**Things to do:**
**A.** Please repeat, word for word, everything in the brain cell RNA-seq passage from "Working with postmortem" down to "signals for FACS.".
**B.** Summarize the passage on brain cell RNA-seq in two sentences.

**Passage shown:**
········
Using the power of RNA-seq to characterize brain cell types

Out of many, one: the brain as a heterogeneous whole

There are as many brain cells as there are stars in our galaxy—approximately 100 billion—with each cell possessing a unique function, driven by its unique transcriptional signature. These signatures are, however, lost in traditional bulk RNA-seq experiments, potentially masking the identity of specific cell type(s) that may drive gene expression differences in disease.

To address this challenge, the Allen Institute for Brain Science (AIBS) used our SMART-Seq v4 Ultra Low Input RNA Kit for Sequencing to develop a straightforward workflow for generating transcriptional data from single nuclei derived from human brain tissue.

Separation anxiety: isolating and labeling single nuclei from human brain

Working with postmortem human brain tissue comes with several challenges, most notably the need for rapid preservation of human brain tissue (typically by flash-freezing) to maintain sample quality. Due to the incompatibility of flash-freezing with the isolation of intact cells from postmortem human brain, AIBS researchers generated nuclei preparations from cortical (middle temporal gyrus, MTG) and lateral geniculate nucleus (LGN) human brain tissue samples. Nuclei were then stained with a PE-conjugated antibody against NeuN—a nuclear-enriched marker specific to neuronal cells and nuclei—and DAPI. Single-nuclei preps were generated using DAPI and PE (NeuN) signals for FACS.
········
**Data provided:**
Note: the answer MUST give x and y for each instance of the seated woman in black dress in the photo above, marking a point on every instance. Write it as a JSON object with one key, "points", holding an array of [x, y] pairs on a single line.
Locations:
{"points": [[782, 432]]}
········
**Results for the exercise:**
**A.**
Working with postmortem human brain tissue comes with several challenges, most notably the need for rapid preservation of human brain tissue (typically by flash-freezing) to maintain sample quality. Due to the incompatibility of flash-freezing with the isolation of intact cells from postmortem human brain, AIBS researchers generated nuclei preparations from cortical (middle temporal gyrus, MTG) and lateral geniculate nucleus (LGN) human brain tissue samples. Nuclei were then stained with a PE-conjugated antibody against NeuN—a nuclear-enriched marker specific to neuronal cells and nuclei—and DAPI. Single-nuclei preps were generated using DAPI and PE (NeuN) signals for FACS.

**B.** Because traditional bulk RNA-seq loses the unique transcriptional signatures of individual brain cells, the Allen Institute for Brain Science used the SMART-Seq v4 Ultra Low Input RNA Kit for Sequencing to develop a workflow for generating transcriptional data from single nuclei derived from human brain tissue. Since flash-freezing is incompatible with isolating intact cells from postmortem human brain, the researchers prepared nuclei from middle temporal gyrus and lateral geniculate nucleus samples, stained them with a PE-conjugated antibody against NeuN and with DAPI, and used those signals to generate single-nuclei preps for FACS.